[Exercise brief]: Please go through the records below and return every line holding the word "blazer".

[Excerpted data]:
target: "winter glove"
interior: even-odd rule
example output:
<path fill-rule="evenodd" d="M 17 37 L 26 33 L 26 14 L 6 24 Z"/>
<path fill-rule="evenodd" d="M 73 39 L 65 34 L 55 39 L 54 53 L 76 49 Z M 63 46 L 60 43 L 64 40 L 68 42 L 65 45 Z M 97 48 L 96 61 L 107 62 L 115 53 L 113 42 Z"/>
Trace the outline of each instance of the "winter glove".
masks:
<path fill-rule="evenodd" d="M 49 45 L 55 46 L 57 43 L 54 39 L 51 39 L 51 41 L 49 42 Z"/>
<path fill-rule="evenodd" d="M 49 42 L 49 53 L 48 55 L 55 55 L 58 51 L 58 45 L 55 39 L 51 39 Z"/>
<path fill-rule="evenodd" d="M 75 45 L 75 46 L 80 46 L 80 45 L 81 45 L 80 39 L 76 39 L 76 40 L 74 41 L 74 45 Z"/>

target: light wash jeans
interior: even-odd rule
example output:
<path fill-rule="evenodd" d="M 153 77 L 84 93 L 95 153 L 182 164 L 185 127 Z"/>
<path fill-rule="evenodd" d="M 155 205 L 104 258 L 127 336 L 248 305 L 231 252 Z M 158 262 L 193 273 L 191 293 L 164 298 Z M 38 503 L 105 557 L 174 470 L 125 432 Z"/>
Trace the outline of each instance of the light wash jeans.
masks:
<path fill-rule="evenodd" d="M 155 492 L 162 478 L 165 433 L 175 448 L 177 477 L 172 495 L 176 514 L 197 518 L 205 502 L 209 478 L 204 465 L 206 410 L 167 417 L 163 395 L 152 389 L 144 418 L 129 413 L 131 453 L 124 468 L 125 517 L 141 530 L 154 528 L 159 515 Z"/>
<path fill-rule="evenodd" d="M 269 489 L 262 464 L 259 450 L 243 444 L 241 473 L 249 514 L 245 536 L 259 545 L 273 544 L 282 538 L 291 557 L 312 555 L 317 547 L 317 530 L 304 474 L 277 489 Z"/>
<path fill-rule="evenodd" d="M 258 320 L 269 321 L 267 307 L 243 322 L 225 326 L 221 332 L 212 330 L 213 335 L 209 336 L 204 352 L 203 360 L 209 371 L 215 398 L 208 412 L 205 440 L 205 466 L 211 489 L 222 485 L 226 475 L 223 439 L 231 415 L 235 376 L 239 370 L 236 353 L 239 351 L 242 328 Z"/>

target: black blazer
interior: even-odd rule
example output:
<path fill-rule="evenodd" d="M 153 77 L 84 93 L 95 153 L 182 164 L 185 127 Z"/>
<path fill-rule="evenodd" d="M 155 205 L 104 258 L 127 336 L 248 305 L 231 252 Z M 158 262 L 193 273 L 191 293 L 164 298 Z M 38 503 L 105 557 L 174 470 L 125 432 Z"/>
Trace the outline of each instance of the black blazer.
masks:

[Your solution]:
target: black blazer
Trace the outline of each instance of the black blazer.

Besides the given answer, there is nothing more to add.